Task item
Write the next part of the news article about Dorian Satoshi Nakamoto's statement denying Newsweek's Bitcoin story, continuing after its last sentence.

[Study text]

Dorian Satoshi Nakamoto Releases Official Statement “Unconditionally” Denying Newsweek’s Bitcoin Story

“I have no knowledge of nor have I ever worked on cryptography, peer to peer systems, or alternative currencies.” Updated with statement from Newsweek.

Allen J. Schaben/Los Angeles Times / MCT

In a statement made public early this morning, Dorian Satoshi Nakamoto, the subject of Newsweek’s controversial Bitcoin cover story, continues to deny any involvement with the currency, noting that he is “writing this statement to clear [his] name.”

The note was first obtained and tweeted out by Reuters’ Felix Salmon, who mentioned on Twitter he received it from Nakamoto’s lawyer, Ethan Kirschner.

In the statement, Nakamoto writes that he “never consented to speak with a reporter” and alleges that “my prospects for gainful employment has [sic] been harmed because of Newsweek’s article.” The statement also lists off the 64-year-old’s recent medical problems, including prostate surgery and a stroke as recently as last October.

[/Study text]
[Input data]

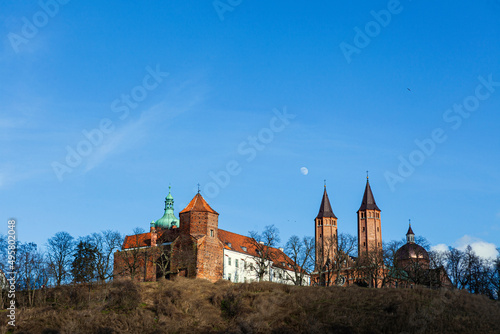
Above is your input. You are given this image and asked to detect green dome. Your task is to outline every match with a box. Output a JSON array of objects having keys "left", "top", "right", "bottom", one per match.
[{"left": 155, "top": 186, "right": 179, "bottom": 228}]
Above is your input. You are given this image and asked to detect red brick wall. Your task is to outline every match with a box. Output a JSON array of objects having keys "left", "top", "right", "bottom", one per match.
[
  {"left": 196, "top": 236, "right": 224, "bottom": 282},
  {"left": 113, "top": 247, "right": 156, "bottom": 281}
]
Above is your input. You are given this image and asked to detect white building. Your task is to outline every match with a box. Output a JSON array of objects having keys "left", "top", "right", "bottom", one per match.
[{"left": 219, "top": 229, "right": 311, "bottom": 285}]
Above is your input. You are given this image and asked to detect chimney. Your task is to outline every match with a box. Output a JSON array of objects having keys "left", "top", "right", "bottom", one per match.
[{"left": 150, "top": 221, "right": 158, "bottom": 246}]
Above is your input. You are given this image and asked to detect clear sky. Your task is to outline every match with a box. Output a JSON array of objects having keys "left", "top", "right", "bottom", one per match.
[{"left": 0, "top": 0, "right": 500, "bottom": 258}]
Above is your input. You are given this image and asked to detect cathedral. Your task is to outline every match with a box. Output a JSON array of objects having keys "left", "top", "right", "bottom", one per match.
[
  {"left": 114, "top": 177, "right": 451, "bottom": 287},
  {"left": 311, "top": 177, "right": 451, "bottom": 287}
]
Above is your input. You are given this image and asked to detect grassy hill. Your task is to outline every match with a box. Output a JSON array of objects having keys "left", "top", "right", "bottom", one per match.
[{"left": 0, "top": 279, "right": 500, "bottom": 334}]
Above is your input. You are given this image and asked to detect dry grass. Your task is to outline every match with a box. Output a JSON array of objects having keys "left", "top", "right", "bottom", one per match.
[{"left": 0, "top": 279, "right": 500, "bottom": 334}]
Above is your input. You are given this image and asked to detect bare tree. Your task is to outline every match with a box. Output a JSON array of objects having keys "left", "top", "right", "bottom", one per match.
[
  {"left": 315, "top": 236, "right": 337, "bottom": 286},
  {"left": 47, "top": 232, "right": 75, "bottom": 286},
  {"left": 71, "top": 237, "right": 97, "bottom": 283},
  {"left": 90, "top": 230, "right": 123, "bottom": 282},
  {"left": 151, "top": 245, "right": 172, "bottom": 278},
  {"left": 247, "top": 225, "right": 280, "bottom": 281},
  {"left": 285, "top": 235, "right": 314, "bottom": 285},
  {"left": 315, "top": 233, "right": 357, "bottom": 286},
  {"left": 118, "top": 227, "right": 151, "bottom": 279},
  {"left": 329, "top": 233, "right": 358, "bottom": 285},
  {"left": 16, "top": 242, "right": 49, "bottom": 306},
  {"left": 355, "top": 249, "right": 385, "bottom": 288}
]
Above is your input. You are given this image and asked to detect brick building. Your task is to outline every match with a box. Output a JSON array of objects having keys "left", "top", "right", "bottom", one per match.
[
  {"left": 311, "top": 177, "right": 451, "bottom": 287},
  {"left": 114, "top": 191, "right": 310, "bottom": 285}
]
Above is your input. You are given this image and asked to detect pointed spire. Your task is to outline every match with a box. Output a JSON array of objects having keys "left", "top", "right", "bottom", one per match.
[
  {"left": 179, "top": 193, "right": 218, "bottom": 215},
  {"left": 406, "top": 219, "right": 415, "bottom": 243},
  {"left": 358, "top": 175, "right": 382, "bottom": 211},
  {"left": 157, "top": 185, "right": 179, "bottom": 228},
  {"left": 316, "top": 185, "right": 337, "bottom": 218}
]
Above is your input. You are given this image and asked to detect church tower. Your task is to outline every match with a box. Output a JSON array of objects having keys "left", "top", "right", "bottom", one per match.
[
  {"left": 357, "top": 176, "right": 382, "bottom": 257},
  {"left": 315, "top": 184, "right": 337, "bottom": 268}
]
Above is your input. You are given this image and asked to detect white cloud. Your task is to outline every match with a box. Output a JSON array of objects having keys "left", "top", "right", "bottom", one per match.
[
  {"left": 431, "top": 244, "right": 448, "bottom": 252},
  {"left": 455, "top": 235, "right": 498, "bottom": 259},
  {"left": 431, "top": 235, "right": 498, "bottom": 259}
]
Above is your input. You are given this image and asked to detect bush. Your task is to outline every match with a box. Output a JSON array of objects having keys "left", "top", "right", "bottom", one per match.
[{"left": 102, "top": 280, "right": 141, "bottom": 312}]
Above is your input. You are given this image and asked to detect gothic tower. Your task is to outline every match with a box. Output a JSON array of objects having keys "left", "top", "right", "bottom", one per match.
[
  {"left": 179, "top": 192, "right": 224, "bottom": 282},
  {"left": 357, "top": 176, "right": 382, "bottom": 257},
  {"left": 315, "top": 185, "right": 337, "bottom": 268}
]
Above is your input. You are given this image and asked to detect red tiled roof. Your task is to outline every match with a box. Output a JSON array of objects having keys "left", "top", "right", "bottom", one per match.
[
  {"left": 179, "top": 193, "right": 218, "bottom": 215},
  {"left": 218, "top": 229, "right": 300, "bottom": 270},
  {"left": 123, "top": 226, "right": 302, "bottom": 270},
  {"left": 123, "top": 232, "right": 151, "bottom": 249}
]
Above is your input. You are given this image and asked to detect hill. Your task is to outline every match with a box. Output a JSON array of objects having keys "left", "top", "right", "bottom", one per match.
[{"left": 0, "top": 279, "right": 500, "bottom": 334}]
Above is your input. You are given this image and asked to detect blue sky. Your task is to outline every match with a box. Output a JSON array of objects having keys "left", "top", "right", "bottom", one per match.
[{"left": 0, "top": 0, "right": 500, "bottom": 258}]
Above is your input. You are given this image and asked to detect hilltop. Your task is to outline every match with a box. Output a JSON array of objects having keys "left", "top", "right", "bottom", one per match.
[{"left": 0, "top": 279, "right": 500, "bottom": 334}]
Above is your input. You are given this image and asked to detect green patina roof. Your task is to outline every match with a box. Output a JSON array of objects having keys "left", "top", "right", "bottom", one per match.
[{"left": 155, "top": 186, "right": 179, "bottom": 228}]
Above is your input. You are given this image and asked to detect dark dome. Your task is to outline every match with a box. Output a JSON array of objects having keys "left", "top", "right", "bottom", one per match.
[{"left": 396, "top": 243, "right": 429, "bottom": 261}]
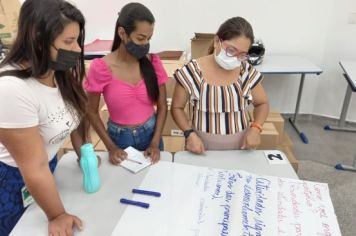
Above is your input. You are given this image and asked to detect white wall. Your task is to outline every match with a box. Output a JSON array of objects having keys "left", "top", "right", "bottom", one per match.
[
  {"left": 314, "top": 0, "right": 356, "bottom": 121},
  {"left": 23, "top": 0, "right": 356, "bottom": 120}
]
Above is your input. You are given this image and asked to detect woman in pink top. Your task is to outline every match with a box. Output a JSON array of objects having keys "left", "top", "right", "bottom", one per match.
[{"left": 84, "top": 3, "right": 168, "bottom": 165}]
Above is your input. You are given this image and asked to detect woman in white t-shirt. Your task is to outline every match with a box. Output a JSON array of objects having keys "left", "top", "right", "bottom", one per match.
[{"left": 0, "top": 0, "right": 87, "bottom": 236}]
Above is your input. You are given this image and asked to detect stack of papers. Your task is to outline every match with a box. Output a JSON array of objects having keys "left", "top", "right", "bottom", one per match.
[{"left": 120, "top": 147, "right": 152, "bottom": 173}]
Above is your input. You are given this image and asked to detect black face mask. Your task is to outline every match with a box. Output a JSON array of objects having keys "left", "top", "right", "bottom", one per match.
[
  {"left": 51, "top": 48, "right": 81, "bottom": 71},
  {"left": 125, "top": 41, "right": 150, "bottom": 59}
]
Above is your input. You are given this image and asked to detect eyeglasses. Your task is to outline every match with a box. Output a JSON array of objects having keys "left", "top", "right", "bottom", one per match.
[{"left": 219, "top": 39, "right": 249, "bottom": 61}]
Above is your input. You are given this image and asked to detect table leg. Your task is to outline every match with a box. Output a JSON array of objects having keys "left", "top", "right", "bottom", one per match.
[
  {"left": 289, "top": 74, "right": 309, "bottom": 143},
  {"left": 324, "top": 85, "right": 356, "bottom": 132}
]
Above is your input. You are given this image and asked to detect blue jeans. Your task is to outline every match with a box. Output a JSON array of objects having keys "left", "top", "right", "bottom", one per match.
[
  {"left": 108, "top": 115, "right": 163, "bottom": 151},
  {"left": 0, "top": 156, "right": 57, "bottom": 236}
]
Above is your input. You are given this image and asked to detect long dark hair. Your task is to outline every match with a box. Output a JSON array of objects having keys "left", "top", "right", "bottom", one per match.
[
  {"left": 111, "top": 3, "right": 159, "bottom": 102},
  {"left": 209, "top": 17, "right": 255, "bottom": 54},
  {"left": 0, "top": 0, "right": 87, "bottom": 120}
]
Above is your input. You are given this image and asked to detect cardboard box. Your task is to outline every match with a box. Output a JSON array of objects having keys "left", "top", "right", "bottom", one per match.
[
  {"left": 278, "top": 132, "right": 293, "bottom": 149},
  {"left": 257, "top": 123, "right": 279, "bottom": 150},
  {"left": 0, "top": 0, "right": 21, "bottom": 45},
  {"left": 162, "top": 136, "right": 185, "bottom": 153},
  {"left": 191, "top": 33, "right": 215, "bottom": 59},
  {"left": 277, "top": 146, "right": 299, "bottom": 173}
]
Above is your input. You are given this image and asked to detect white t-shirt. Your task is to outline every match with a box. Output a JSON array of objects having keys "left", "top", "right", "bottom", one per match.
[{"left": 0, "top": 67, "right": 80, "bottom": 167}]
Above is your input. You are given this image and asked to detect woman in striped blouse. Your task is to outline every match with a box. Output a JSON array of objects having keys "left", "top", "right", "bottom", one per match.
[{"left": 172, "top": 17, "right": 269, "bottom": 153}]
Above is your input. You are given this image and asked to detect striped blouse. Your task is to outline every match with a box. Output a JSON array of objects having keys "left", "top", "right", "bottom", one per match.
[{"left": 174, "top": 59, "right": 263, "bottom": 134}]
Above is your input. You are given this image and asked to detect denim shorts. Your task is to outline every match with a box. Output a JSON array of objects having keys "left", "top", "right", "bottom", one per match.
[
  {"left": 0, "top": 156, "right": 57, "bottom": 236},
  {"left": 108, "top": 115, "right": 163, "bottom": 151}
]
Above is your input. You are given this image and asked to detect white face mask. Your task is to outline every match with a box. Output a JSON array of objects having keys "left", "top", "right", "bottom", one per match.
[{"left": 214, "top": 43, "right": 241, "bottom": 70}]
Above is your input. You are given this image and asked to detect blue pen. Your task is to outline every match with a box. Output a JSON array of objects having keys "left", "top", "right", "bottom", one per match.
[
  {"left": 132, "top": 188, "right": 161, "bottom": 197},
  {"left": 120, "top": 198, "right": 150, "bottom": 208}
]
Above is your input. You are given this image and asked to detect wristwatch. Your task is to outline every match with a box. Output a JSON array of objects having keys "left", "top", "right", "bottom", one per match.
[{"left": 183, "top": 129, "right": 194, "bottom": 139}]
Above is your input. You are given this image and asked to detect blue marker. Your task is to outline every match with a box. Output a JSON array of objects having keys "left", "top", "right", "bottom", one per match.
[
  {"left": 132, "top": 188, "right": 161, "bottom": 197},
  {"left": 120, "top": 198, "right": 150, "bottom": 208}
]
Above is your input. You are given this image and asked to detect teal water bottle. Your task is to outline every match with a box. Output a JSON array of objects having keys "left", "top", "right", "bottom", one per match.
[{"left": 80, "top": 143, "right": 101, "bottom": 193}]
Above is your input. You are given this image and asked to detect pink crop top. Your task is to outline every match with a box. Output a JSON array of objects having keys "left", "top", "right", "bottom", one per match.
[{"left": 84, "top": 54, "right": 168, "bottom": 125}]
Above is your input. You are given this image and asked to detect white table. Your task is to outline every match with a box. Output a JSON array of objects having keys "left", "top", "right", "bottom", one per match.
[
  {"left": 11, "top": 152, "right": 172, "bottom": 236},
  {"left": 255, "top": 55, "right": 323, "bottom": 143},
  {"left": 173, "top": 150, "right": 298, "bottom": 179}
]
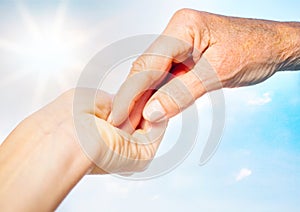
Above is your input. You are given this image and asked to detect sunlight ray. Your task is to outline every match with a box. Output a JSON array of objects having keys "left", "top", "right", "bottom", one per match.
[{"left": 18, "top": 4, "right": 42, "bottom": 39}]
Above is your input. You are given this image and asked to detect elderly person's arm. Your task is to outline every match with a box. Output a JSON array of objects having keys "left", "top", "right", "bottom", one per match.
[{"left": 111, "top": 9, "right": 300, "bottom": 126}]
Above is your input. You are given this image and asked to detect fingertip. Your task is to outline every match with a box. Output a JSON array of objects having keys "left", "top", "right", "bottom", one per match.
[{"left": 143, "top": 99, "right": 167, "bottom": 122}]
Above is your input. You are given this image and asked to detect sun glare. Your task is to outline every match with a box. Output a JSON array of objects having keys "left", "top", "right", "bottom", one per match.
[{"left": 0, "top": 1, "right": 89, "bottom": 104}]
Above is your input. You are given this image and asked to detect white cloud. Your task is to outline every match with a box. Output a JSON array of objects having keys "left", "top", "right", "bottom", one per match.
[
  {"left": 248, "top": 92, "right": 272, "bottom": 106},
  {"left": 235, "top": 168, "right": 252, "bottom": 181}
]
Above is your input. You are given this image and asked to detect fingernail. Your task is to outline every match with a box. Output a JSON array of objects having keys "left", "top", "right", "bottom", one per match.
[
  {"left": 143, "top": 99, "right": 167, "bottom": 122},
  {"left": 107, "top": 113, "right": 112, "bottom": 124}
]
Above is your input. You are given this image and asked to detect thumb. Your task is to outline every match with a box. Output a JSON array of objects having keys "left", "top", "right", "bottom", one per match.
[{"left": 143, "top": 58, "right": 222, "bottom": 122}]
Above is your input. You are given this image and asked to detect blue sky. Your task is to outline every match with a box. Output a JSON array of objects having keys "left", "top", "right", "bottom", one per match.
[{"left": 0, "top": 0, "right": 300, "bottom": 211}]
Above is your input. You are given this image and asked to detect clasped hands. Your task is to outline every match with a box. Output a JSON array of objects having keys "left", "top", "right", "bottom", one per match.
[{"left": 22, "top": 9, "right": 300, "bottom": 173}]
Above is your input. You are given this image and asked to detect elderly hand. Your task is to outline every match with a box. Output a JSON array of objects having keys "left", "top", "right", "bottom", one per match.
[{"left": 111, "top": 9, "right": 300, "bottom": 126}]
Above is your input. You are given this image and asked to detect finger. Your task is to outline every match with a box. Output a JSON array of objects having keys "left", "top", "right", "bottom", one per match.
[
  {"left": 143, "top": 58, "right": 222, "bottom": 122},
  {"left": 93, "top": 118, "right": 166, "bottom": 173},
  {"left": 71, "top": 88, "right": 112, "bottom": 119},
  {"left": 111, "top": 35, "right": 192, "bottom": 126},
  {"left": 118, "top": 90, "right": 153, "bottom": 134}
]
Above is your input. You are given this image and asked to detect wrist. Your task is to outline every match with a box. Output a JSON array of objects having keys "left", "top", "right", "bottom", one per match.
[{"left": 0, "top": 116, "right": 92, "bottom": 211}]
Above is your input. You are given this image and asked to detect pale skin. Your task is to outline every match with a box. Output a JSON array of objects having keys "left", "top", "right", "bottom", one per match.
[{"left": 0, "top": 9, "right": 300, "bottom": 211}]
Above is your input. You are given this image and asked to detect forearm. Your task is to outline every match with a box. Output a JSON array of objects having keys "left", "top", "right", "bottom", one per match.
[
  {"left": 0, "top": 117, "right": 92, "bottom": 211},
  {"left": 277, "top": 22, "right": 300, "bottom": 70}
]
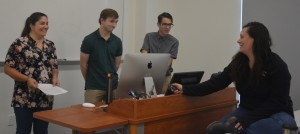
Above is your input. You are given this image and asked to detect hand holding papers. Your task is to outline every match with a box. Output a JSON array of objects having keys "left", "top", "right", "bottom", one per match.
[{"left": 38, "top": 84, "right": 68, "bottom": 95}]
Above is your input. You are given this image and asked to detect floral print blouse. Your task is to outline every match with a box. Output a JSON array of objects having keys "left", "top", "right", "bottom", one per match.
[{"left": 5, "top": 35, "right": 58, "bottom": 108}]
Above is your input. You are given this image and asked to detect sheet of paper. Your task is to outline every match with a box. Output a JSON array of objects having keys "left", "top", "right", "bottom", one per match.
[{"left": 38, "top": 84, "right": 68, "bottom": 95}]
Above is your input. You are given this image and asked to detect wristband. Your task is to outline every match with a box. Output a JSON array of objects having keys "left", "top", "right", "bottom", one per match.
[{"left": 26, "top": 76, "right": 30, "bottom": 82}]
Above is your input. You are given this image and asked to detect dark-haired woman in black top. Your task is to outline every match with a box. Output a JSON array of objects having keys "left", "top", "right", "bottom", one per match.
[{"left": 173, "top": 22, "right": 297, "bottom": 134}]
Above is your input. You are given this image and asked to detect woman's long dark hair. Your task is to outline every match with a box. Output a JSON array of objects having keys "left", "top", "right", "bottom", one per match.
[
  {"left": 229, "top": 22, "right": 272, "bottom": 85},
  {"left": 21, "top": 12, "right": 47, "bottom": 37}
]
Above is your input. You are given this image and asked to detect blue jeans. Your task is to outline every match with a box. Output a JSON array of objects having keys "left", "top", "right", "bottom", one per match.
[
  {"left": 221, "top": 107, "right": 297, "bottom": 134},
  {"left": 14, "top": 107, "right": 52, "bottom": 134}
]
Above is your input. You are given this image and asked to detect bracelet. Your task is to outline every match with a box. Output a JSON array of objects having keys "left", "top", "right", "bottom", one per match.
[{"left": 25, "top": 76, "right": 30, "bottom": 82}]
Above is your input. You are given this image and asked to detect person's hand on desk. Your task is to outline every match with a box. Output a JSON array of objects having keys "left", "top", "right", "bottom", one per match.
[{"left": 171, "top": 83, "right": 182, "bottom": 94}]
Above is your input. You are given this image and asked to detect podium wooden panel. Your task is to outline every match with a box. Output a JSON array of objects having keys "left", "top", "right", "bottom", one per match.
[
  {"left": 108, "top": 88, "right": 237, "bottom": 134},
  {"left": 34, "top": 88, "right": 237, "bottom": 134},
  {"left": 34, "top": 105, "right": 128, "bottom": 134}
]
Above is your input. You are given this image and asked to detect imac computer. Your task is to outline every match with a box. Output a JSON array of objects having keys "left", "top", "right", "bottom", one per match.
[
  {"left": 165, "top": 71, "right": 204, "bottom": 95},
  {"left": 116, "top": 53, "right": 170, "bottom": 99}
]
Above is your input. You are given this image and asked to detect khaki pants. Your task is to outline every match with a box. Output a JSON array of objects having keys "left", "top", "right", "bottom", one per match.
[
  {"left": 161, "top": 76, "right": 171, "bottom": 94},
  {"left": 84, "top": 89, "right": 116, "bottom": 103}
]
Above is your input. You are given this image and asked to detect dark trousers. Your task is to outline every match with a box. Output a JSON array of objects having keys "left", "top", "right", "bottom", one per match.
[
  {"left": 14, "top": 107, "right": 52, "bottom": 134},
  {"left": 221, "top": 107, "right": 297, "bottom": 134}
]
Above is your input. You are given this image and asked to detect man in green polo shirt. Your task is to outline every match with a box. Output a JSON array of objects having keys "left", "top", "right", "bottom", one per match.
[{"left": 80, "top": 9, "right": 123, "bottom": 103}]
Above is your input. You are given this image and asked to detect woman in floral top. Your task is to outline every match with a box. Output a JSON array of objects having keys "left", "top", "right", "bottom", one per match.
[{"left": 4, "top": 12, "right": 60, "bottom": 134}]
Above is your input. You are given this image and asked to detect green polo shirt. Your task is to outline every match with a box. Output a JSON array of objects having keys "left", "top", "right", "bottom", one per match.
[{"left": 80, "top": 29, "right": 123, "bottom": 90}]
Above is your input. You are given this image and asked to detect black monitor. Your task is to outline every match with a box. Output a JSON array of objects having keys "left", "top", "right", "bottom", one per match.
[
  {"left": 116, "top": 53, "right": 170, "bottom": 99},
  {"left": 165, "top": 71, "right": 204, "bottom": 95}
]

[/Input data]

The answer
While Nakamoto admits to a background in engineering and programming, the statement says he has never worked on cryptography. Due to financial troubles, Nakamoto’s statement alleges he shut down his internet service in 2013.

Newsweek has publicly defended its story earlier this month, writing that the magazine “stands strongly behind Ms. Goodman and her article.”

A request for comment has been sent to Newsweek.

Updated — March 17, 2:07 p.m. ET: Newsweek has responded to Nakamoto’s statement with a very short post on its website:

Newsweek has not received any statement or letter from either Mr. Nakamoto or his legal counsel. If and when we do, we will respond as necessary.